### Stated task
Copy the records from the line with "Find the man's" to the line with "pixel 53 12", substituting "timber board" for "wooden plank" and keeping everything else the same.

### Records for this task
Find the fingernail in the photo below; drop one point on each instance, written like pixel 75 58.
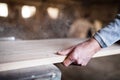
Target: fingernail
pixel 65 64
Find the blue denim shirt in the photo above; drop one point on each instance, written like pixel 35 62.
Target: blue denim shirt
pixel 109 34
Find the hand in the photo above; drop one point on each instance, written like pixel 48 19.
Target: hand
pixel 81 53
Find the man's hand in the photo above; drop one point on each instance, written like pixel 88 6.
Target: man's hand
pixel 81 53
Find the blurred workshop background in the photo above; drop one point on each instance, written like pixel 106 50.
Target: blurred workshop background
pixel 48 19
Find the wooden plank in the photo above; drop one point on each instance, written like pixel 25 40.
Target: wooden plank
pixel 30 53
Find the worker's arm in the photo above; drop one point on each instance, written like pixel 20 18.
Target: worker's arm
pixel 83 52
pixel 109 34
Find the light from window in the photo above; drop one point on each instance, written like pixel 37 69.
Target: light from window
pixel 28 11
pixel 3 10
pixel 53 12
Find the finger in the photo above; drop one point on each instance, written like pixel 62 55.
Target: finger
pixel 85 61
pixel 68 61
pixel 65 52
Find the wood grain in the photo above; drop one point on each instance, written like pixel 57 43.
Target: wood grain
pixel 30 53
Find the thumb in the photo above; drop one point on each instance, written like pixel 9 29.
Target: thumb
pixel 65 52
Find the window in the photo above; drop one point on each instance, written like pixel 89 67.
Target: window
pixel 3 10
pixel 28 11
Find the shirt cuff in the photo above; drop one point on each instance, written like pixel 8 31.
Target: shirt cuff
pixel 99 40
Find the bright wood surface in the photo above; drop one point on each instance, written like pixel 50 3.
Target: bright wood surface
pixel 30 53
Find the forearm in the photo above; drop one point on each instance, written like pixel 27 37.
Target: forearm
pixel 110 34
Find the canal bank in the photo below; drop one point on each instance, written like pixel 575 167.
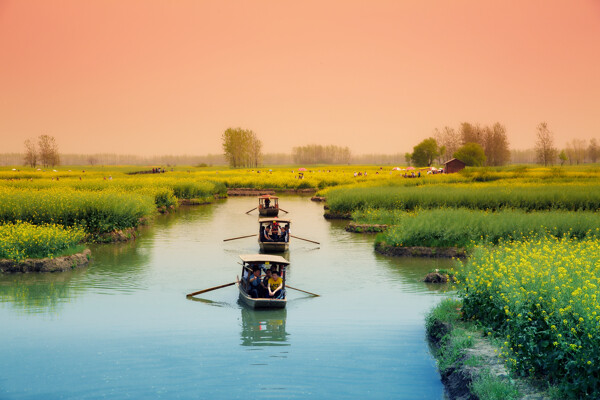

### Written reply
Find the man's hand in the photo above; drop one point on each instance, written like pixel 88 6.
Target: man's hand
pixel 81 53
Find the blurred workshop background in the photo above; drop one point on each instance, written like pixel 106 50.
Target: blurred workshop background
pixel 48 19
Find the timber board in the photo above; drop one point on each instance, written like pixel 25 40.
Target: timber board
pixel 30 53
Find the worker's arm in the photo above; drop one point on each instance, written like pixel 20 18.
Target: worker's arm
pixel 83 52
pixel 109 34
Find the light from window in the photo above; drop one point on each instance, written like pixel 37 69.
Target: light from window
pixel 28 11
pixel 3 10
pixel 53 12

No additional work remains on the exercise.